QUESTIONS —
A. In the passage on multi-modality image fusion, what does the conventional automated rigid or non-rigid body registration process use as its cost function?
B. Rewrite the passage on multi-modality image fusion from "Therefore, it would" to "and/or anatomical data.", swapping "apparatus" for "system".

TEXT FOR ANALYSIS —

Another classic multi-modality paradigm aligns internal or external fiducial markers from a functional image with corresponding anatomical points on an anatomical image. This conventional fiducial marker-based system implements a manual method of fusion that does not take local variations in the datasets into account. The conventional automated rigid or non-rigid body registration process uses mutual information as the cost function for highlighting differences between the functional and anatomical images. The cost function therefore defines or guides the registration process of the functional data to the anatomical data. There are also methods that use fiducial markers and rigid and non-rigid affine transformation to register images. However, these automated methods do not use any localized anatomical constraints to guide them. As a result, these conventional approaches may only perform data-to-data fusion and, as such, are inapplicable when fusion between data and modeled data, or fusion between modeled data and modeled data is desired.
Therefore, it would be desirable to design an apparatus and method of fusing multi-modality images such that alignment is resolved prior to the fusion of the separate images such that post-fusion processing is reduced and supports fusion of modeled functional and/or anatomical data.

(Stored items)
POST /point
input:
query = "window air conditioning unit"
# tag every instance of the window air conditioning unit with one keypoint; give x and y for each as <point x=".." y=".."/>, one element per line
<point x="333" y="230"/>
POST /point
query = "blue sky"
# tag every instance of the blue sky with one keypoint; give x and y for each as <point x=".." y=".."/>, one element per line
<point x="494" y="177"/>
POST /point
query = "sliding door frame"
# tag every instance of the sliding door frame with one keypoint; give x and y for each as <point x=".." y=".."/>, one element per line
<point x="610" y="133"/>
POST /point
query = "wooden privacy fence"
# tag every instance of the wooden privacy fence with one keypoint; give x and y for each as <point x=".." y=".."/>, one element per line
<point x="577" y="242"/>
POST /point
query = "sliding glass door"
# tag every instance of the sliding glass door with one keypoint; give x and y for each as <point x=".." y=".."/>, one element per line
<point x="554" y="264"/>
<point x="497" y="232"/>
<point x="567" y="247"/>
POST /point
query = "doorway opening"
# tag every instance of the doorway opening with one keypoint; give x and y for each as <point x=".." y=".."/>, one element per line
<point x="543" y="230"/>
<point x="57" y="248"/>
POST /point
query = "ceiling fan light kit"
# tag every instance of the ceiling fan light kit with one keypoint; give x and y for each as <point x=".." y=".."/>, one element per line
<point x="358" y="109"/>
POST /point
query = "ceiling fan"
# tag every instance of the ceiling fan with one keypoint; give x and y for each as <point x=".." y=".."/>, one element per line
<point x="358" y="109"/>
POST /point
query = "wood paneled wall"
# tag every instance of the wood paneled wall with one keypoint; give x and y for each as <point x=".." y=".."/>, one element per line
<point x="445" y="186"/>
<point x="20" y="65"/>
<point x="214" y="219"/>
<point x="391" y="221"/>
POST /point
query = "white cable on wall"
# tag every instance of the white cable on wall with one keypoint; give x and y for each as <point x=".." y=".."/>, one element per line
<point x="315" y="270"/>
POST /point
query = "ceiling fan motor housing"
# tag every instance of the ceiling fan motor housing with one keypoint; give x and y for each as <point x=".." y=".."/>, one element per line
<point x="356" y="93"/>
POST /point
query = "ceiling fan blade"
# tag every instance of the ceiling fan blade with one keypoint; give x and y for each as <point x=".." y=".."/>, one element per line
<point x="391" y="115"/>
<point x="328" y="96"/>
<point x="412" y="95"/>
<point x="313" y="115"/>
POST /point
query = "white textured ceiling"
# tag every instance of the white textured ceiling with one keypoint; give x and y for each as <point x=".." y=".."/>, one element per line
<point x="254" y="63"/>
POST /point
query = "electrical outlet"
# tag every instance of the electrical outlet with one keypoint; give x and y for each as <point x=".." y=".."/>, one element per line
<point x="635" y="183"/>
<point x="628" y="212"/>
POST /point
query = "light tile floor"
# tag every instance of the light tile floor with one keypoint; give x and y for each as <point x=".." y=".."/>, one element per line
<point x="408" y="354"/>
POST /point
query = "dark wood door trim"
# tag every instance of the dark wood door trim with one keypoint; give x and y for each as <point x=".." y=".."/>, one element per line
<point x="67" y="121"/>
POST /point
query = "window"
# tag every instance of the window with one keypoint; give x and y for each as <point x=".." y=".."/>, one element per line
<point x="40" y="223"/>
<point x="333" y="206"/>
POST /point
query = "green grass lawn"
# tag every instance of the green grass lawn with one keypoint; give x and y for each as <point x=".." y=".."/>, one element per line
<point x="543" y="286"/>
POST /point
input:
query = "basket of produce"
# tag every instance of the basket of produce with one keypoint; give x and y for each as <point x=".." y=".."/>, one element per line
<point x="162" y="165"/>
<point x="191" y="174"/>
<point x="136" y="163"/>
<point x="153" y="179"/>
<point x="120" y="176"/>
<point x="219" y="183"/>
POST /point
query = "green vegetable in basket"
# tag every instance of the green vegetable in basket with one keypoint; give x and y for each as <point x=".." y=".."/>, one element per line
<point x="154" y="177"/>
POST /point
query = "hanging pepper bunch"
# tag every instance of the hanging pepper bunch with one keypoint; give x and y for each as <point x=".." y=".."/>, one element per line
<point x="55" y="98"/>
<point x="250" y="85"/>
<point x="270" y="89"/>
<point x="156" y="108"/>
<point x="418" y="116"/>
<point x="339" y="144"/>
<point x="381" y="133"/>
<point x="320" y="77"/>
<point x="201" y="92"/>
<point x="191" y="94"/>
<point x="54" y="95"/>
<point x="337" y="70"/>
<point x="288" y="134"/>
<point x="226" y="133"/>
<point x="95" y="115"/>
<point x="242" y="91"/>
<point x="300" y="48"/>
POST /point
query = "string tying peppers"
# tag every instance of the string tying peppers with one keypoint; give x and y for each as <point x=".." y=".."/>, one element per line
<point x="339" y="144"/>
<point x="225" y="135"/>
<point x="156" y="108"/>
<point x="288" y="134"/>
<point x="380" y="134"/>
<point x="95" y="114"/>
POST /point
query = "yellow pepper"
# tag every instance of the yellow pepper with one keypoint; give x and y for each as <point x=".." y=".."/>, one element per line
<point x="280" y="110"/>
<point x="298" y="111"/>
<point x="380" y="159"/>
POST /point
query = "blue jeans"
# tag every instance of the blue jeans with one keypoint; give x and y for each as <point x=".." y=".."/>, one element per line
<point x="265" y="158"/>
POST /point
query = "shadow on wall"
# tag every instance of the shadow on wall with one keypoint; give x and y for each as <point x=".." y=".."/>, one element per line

EXPECTED RESULTS —
A. Mutual information.

B.
Therefore, it would be desirable to design an system and method of fusing multi-modality images such that alignment is resolved prior to the fusion of the separate images such that post-fusion processing is reduced and supports fusion of modeled functional and/or anatomical data.